[DOCUMENT TEXT start]

You’re pretty damn special when people get a tattoo of a drawing of you. I’m not talking about movie stars, rock gods, or athletes either. I’m talking about the Ukrainian director, artist, writer, and teacher Yevhen Syvokin, who died on May 5, two days short of his 89th birthday.

It turns out that some of his former students decided to pay tribute to their teacher with matching tattoos of his likeness. It’s a funny, strange, and touching tribute to a Ukrainian animator who spent much of his later life teaching students not to imitate him.

Yevhen Syvokin Tattoos
Yevhen Syvokin Tattoos

As a director, Syvokin brought a fresh, modern sensibility to Ukrainian animation during the Soviet period. At a time when many studio films were still aimed at children or working through the influence of Disney, his films leaned toward satire, caricature, graphic simplicity, and European animation.

Born in Kyiv on May 7, 1937, Syvokin studied at the Shevchenko Art School and later at the graphic arts faculty of the Kyiv State Art Institute, graduating in 1965. By then, he was already working at Kyivnaukfilm, the popular-science studio where Ukrainian animation was rebuilt in the 1960s by artists who had often begun with technical diagrams, educational films, and handmade animated inserts. Syvokin arrived as part of the next wave: a trained artist entering a studio still searching, as he later put it, for “its own face, its own style.”

Syvokin in 1984
Syvokin in 1984

His first studio work was a small animated sequence in The Adventures of Perets (1961), directed by Ippolit Lazarchuk, one of the pioneers of Ukrainian animation. The film remains a landmark: it was the first Ukrainian animated film made after animation production resumed in Kyiv in 1959.

Syvokin then worked as an artist on several more Lazarchuk films, including Drunken Wolves (1962), The Golden Egg (1963), and Mishka and Mashka (1964).

On Mishka and Mashka, he brought a flatter, more economical design influenced by Khitruk’s The Story of a Crime (1962). Around the same time, films from Poland, Czechoslovakia, Romania, Hungary, and the Zagreb School began reaching Kyiv. “We watched those films as a whole studio,” Syvokin said, “just as at the very beginning we had learned from Disney.” Ukrainian animation, as he remembered it, became “a symbiosis of different styles.”

Those early credits placed him inside the working circle that would define Kyiv animation for decades: Radna Sakhaltuyev, Eduard Kyrych, Mykola Churylov, Alla Hrachova, Iryna Hurvych, Davyd Cherkaskyi, Volodymyr Dakhno, and others, moving between one another’s films, arguing over projects, and absorbing each other’s habits. Syvokin later remembered the studio as a collective in the fullest sense. People played football and cards together, visited one another, married, divorced, watched films, and compared work. “Back then at the studio, we were all in the same boat,” he said.

He made his directorial debut with Shards (1966), with Lazarchuk as artistic supervisor. Shards was made up of three satirical stories set in prehistoric times. A man approaches a cave with a big rock. At the first narrow passage into the cave, the rock gets stuck, so he chips a piece from it to make it fit. He continues on, gets stuck again, and chips away more. Each checkpoint demands another cut. By the end, he finally reaches another man and hands over his now-approved rock, only for it to be tossed onto a pile with other rocks that look exactly the same.

[DOCUMENT TEXT end]
[DATA SUPPLIED start]

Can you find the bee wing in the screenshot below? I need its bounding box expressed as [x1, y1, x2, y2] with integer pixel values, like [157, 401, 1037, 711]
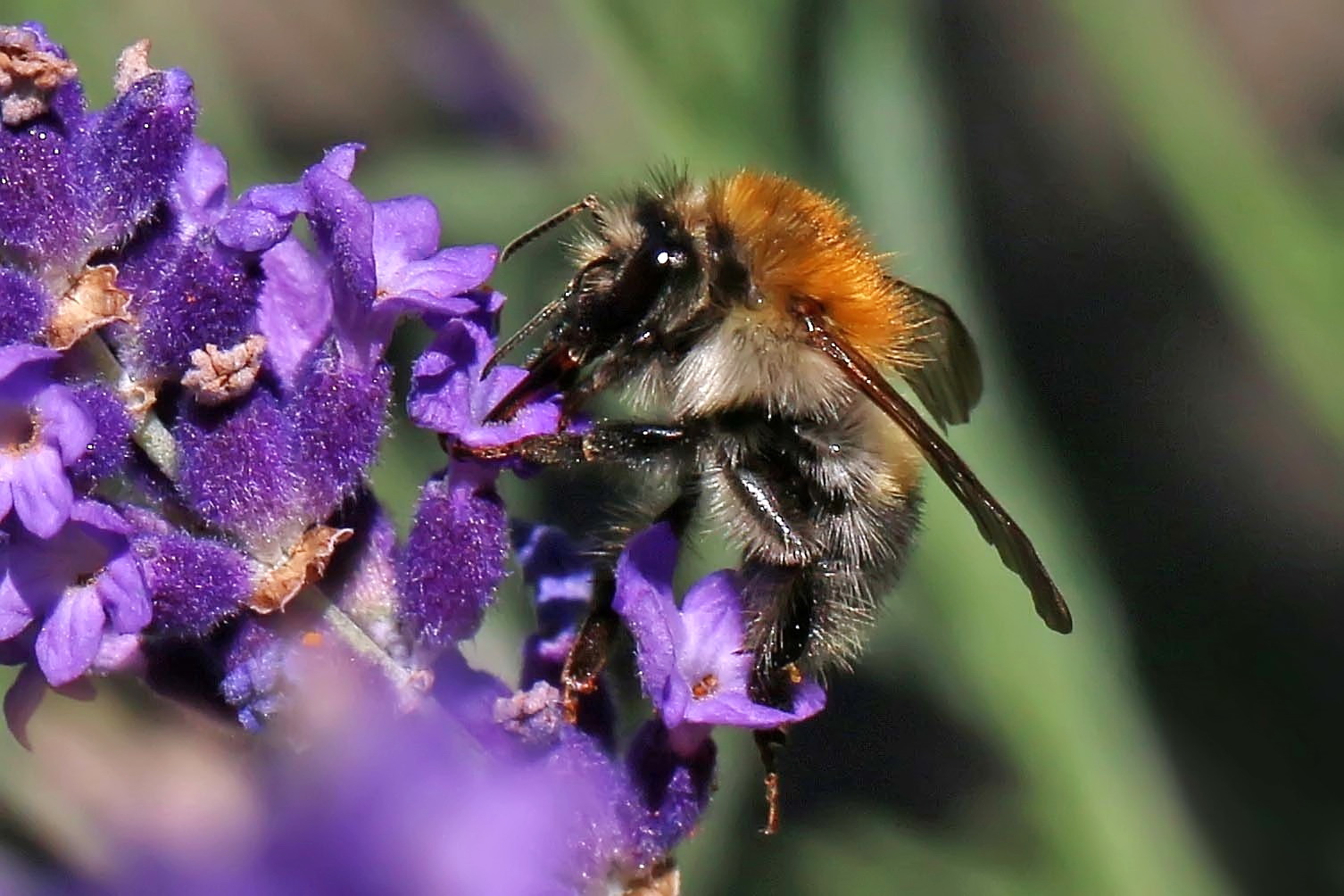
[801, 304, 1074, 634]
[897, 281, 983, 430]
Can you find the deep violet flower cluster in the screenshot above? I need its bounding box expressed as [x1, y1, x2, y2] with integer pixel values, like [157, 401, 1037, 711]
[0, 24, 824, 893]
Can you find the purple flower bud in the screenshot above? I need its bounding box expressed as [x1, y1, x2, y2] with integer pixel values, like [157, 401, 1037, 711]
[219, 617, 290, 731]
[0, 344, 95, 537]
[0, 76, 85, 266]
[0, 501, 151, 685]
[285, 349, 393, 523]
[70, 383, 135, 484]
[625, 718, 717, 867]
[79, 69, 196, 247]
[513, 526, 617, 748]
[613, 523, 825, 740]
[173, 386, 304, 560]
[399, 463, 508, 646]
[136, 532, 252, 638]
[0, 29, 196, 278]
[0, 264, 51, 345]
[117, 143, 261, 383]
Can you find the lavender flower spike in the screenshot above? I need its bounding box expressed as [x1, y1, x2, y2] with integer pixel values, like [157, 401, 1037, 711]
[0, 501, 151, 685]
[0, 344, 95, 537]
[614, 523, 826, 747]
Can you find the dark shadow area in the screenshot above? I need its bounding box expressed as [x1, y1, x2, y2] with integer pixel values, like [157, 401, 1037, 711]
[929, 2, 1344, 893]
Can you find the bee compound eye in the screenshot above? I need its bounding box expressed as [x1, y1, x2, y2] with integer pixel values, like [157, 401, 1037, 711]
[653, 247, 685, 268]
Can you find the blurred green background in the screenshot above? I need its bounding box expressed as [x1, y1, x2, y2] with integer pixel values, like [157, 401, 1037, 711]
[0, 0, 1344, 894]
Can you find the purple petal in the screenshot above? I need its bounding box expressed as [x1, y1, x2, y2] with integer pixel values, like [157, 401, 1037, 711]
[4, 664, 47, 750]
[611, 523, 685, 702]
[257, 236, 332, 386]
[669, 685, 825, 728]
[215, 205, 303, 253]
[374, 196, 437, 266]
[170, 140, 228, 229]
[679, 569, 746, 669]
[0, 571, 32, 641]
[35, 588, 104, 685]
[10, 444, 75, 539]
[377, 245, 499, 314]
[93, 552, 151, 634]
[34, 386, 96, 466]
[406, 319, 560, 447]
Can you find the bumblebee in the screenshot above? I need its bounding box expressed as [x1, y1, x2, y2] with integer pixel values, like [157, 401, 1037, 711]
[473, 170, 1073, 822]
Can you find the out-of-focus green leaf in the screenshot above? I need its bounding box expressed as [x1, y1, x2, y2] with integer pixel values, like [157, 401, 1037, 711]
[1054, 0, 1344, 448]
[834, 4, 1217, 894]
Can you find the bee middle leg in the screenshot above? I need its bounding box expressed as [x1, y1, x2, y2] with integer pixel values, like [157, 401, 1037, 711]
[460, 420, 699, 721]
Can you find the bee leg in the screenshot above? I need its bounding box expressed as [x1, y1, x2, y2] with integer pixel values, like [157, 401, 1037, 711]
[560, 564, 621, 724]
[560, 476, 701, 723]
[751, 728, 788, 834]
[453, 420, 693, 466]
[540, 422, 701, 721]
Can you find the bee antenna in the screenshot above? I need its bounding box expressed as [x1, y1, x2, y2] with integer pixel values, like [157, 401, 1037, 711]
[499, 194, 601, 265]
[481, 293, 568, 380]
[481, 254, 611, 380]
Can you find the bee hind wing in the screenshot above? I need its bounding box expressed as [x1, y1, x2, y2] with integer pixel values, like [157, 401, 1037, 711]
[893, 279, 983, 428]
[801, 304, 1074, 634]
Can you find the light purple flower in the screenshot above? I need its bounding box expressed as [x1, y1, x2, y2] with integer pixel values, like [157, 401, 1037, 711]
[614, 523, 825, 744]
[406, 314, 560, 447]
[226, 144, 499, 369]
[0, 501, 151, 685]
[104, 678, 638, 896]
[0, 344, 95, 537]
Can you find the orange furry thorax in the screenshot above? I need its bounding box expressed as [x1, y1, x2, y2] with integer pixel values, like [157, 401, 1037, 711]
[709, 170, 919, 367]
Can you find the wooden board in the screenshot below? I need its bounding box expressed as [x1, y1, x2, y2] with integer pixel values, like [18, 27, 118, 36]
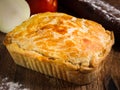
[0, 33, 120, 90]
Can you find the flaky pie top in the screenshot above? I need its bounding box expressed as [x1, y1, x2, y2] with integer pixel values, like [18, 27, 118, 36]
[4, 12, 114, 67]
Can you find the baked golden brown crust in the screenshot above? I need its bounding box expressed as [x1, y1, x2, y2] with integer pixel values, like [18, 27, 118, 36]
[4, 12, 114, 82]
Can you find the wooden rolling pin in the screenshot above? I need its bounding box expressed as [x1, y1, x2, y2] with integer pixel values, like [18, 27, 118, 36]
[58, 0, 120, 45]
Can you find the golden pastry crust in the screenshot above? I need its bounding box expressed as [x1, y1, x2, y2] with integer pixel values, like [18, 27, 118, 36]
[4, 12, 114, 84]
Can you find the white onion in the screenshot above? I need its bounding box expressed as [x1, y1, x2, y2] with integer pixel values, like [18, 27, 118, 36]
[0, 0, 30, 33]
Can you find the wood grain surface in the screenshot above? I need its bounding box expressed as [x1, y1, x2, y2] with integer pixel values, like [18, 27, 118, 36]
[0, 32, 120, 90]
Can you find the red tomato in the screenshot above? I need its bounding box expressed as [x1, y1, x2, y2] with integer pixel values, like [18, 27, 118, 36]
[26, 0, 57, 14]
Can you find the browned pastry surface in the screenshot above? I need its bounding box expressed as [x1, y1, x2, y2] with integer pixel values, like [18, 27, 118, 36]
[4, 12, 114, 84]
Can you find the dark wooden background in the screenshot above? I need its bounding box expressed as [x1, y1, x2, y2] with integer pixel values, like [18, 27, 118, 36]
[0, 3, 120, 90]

[DATA SUPPLIED end]

* DIRECTIONS *
**1)** According to the article about Yevhen Syvokin, why does The Adventures of Perets remain a landmark? Answer in one to three sentences.
**2)** Print the passage of the article about Yevhen Syvokin from "You’re pretty damn" to "to imitate him.".
The items play no part in this work.

* RESPONSES BY TASK *
**1)** The Adventures of Perets remains a landmark because it was the first Ukrainian animated film made after animation production resumed in Kyiv in 1959.

**2)**
You’re pretty damn special when people get a tattoo of a drawing of you. I’m not talking about movie stars, rock gods, or athletes either. I’m talking about the Ukrainian director, artist, writer, and teacher Yevhen Syvokin, who died on May 5, two days short of his 89th birthday.

It turns out that some of his former students decided to pay tribute to their teacher with matching tattoos of his likeness. It’s a funny, strange, and touching tribute to a Ukrainian animator who spent much of his later life teaching students not to imitate him.